__Work to be completed__. Rewrite the records below as a two-column CSV with the header "query,points", one row per record: the record's text under "query" and its answer under "points", each in a single quoted field with every line break replaced by a space. Include all the records and omit the pictures.
** Start **
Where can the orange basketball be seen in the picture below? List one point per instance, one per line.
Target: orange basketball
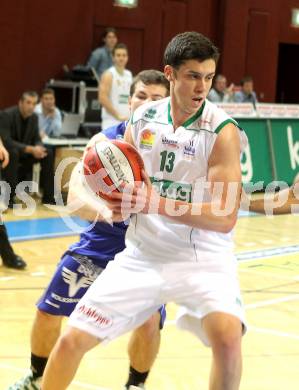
(109, 164)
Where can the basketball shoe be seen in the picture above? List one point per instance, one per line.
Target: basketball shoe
(28, 382)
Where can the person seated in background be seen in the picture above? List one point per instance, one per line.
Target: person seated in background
(246, 94)
(101, 58)
(220, 93)
(9, 258)
(114, 89)
(49, 117)
(285, 201)
(20, 136)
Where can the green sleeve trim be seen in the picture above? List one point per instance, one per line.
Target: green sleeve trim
(224, 124)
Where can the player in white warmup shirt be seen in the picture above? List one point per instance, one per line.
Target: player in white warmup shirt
(114, 89)
(179, 244)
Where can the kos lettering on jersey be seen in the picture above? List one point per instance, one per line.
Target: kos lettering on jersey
(173, 190)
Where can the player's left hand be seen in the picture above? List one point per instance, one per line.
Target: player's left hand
(140, 198)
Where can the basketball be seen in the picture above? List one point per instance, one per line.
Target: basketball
(109, 164)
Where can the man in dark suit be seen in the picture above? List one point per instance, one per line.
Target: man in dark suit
(20, 135)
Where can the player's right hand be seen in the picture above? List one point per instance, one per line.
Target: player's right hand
(4, 156)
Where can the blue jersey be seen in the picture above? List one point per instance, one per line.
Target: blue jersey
(103, 241)
(84, 260)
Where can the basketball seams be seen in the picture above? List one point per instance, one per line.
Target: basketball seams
(120, 161)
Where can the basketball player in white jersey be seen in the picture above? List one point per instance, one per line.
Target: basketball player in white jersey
(179, 244)
(114, 89)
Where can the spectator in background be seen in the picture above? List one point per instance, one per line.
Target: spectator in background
(101, 58)
(20, 136)
(49, 117)
(9, 258)
(114, 89)
(220, 93)
(246, 94)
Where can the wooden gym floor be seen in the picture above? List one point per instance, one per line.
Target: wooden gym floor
(268, 251)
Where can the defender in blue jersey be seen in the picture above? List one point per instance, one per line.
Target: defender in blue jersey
(84, 261)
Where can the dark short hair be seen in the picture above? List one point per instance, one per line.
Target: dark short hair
(189, 45)
(246, 79)
(119, 46)
(149, 77)
(107, 31)
(28, 93)
(47, 91)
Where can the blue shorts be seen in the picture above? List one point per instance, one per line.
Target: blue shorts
(74, 275)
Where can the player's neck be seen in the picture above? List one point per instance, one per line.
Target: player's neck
(120, 69)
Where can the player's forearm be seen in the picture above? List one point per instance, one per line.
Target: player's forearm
(81, 203)
(209, 216)
(270, 206)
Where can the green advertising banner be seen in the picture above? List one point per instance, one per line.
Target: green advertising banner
(256, 160)
(285, 138)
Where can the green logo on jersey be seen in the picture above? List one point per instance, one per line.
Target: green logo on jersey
(150, 113)
(172, 190)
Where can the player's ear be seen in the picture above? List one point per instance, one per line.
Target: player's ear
(168, 71)
(129, 103)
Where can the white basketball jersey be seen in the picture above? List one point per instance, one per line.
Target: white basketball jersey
(119, 94)
(177, 162)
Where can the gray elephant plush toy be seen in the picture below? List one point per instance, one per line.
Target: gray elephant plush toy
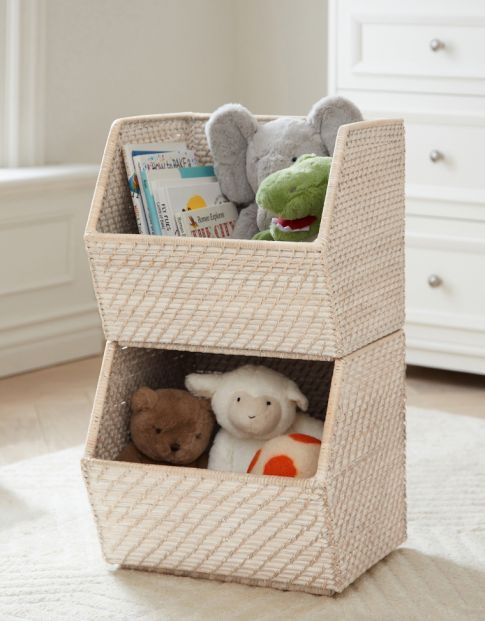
(245, 152)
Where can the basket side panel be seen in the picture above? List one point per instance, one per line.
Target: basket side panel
(365, 467)
(363, 233)
(150, 517)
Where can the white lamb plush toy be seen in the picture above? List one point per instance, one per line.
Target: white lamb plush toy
(252, 404)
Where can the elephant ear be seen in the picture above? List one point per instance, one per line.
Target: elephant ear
(328, 114)
(228, 131)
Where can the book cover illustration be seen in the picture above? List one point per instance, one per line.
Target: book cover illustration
(211, 221)
(158, 181)
(158, 161)
(131, 150)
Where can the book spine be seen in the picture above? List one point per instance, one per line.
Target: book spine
(165, 212)
(141, 220)
(150, 204)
** End **
__Solution to this task__.
query,points
"Where can the orange basketball be seen in the picture below? List one point per instance, one per line. Target: orange basketball","(109, 164)"
"Where can the basketball shoe be seen in the picture above? List one point per instance, one per line. Target: basketball shoe","(28, 382)"
"Where can the person seated in background be seen in the picture above? List one point per instance, one per line. Target: person seated in background","(246, 94) (101, 58) (220, 93) (9, 258) (114, 89) (49, 117) (285, 201) (20, 136)"
"Where can the green sleeve trim be seen in the picture above? List one point per instance, one per line. Target: green sleeve trim","(224, 124)"
"Where can the player in white warmup shirt be seen in the picture above? List one point per instance, one per line. Target: player in white warmup shirt","(114, 89) (179, 244)"
"Where can the kos lettering on jersey be seen in the picture above? List one point per instance, one per line. Target: kos lettering on jersey","(173, 190)"
"Where can the player's left hand be seen in the picture above? List one point per instance, one per line. Target: player's left hand","(140, 198)"
"Where can the basketball be seen in the picture above? List one point per instance, one per line. Target: basketball","(109, 164)"
"Where can the man in dark suit be seen in the picture above? List one point per instance, one per line. Target: man in dark suit","(20, 135)"
"Where can the player's right hand be seen in the picture above? List one point per instance, one per line. Target: player's right hand","(4, 156)"
"Where can the blue jersey be seen in the picture above? List one point per instance, one per line. Target: blue jersey","(103, 241) (84, 260)"
"Where can the basketball seams be seen in the picture above? List one point per instance, one per line. Target: basketball seams","(120, 161)"
"Where can the basketball player in white jersey be seen in the picture above? List one point per instance, one per line. Target: basketball player in white jersey","(179, 244) (114, 89)"
"Where can the spectator in background be seen in the picture above? List one point per instance, one per line. Target: spectator in background","(101, 58) (20, 136) (49, 117) (9, 258) (114, 89) (220, 93) (246, 94)"
"Where can the wooden gym floor be seen in the picture above? List one point per instance, one per line. Target: wooden gym floor","(268, 251)"
"Where can the defender in blue jersey be seen in the picture above? List one point per instance, one per line. Target: defender in blue jersey","(84, 261)"
"Where can the dark short hair be seen in the picture above? List one point per instance, one per line. Target: dark short hair","(189, 45) (246, 79) (119, 46) (149, 77) (107, 31) (28, 93) (47, 91)"
"Where can the blue shorts be seen in the picture above? List one point per instance, one per line. Target: blue shorts","(74, 275)"
"Where can the player's neck be seen in the picture above? List one point per instance, one per line. Target: player's neck","(120, 69)"
"Where can the player's forearm be seen in the picture above? List one point per instance, one per line. Target: player's forearm","(81, 203) (209, 216) (270, 206)"
"Where can the green advertising banner be seen in the picture above? List one point per instance, one per line. Target: green advertising banner","(256, 160) (285, 138)"
"Where can the green logo on jersey be seen in the picture above? List one point per instance, one per line. Target: green logo on jersey","(150, 113) (172, 190)"
"Where can the player's ear be seen in the picture above? List one point per instance, one per line. Target: player's ear","(168, 71) (129, 103)"
"Where can the white basketball jersey be seen in the picture above? List one point per instance, one per line. Target: white basketball jersey","(119, 94) (177, 162)"
"Where can the gray elephant plush toy be seen in the picture below? List one point per instance, one per line. Target: gray elephant plush toy","(245, 152)"
"Where can the basket side panel be seen in the picture above? List one point per instance, one per line. Target: basket side panel","(365, 467) (363, 233) (150, 517)"
"Where can the white lamb plush toy be seen in the picture above? List one point per instance, one per line. Target: white lamb plush toy","(252, 404)"
"Where can the elephant ear be seen in the picture above? List one point per instance, one per line. Target: elephant ear","(328, 114) (228, 131)"
"Where can the book cover illustration be seen in the picture above? List one point per instance, one per line. Target: book cover illustration","(211, 221) (158, 181) (158, 161) (131, 150)"
"Where can the book spine be seen in the picture above? List one point per instance, one per line. Target: book spine","(165, 212) (141, 220) (150, 204)"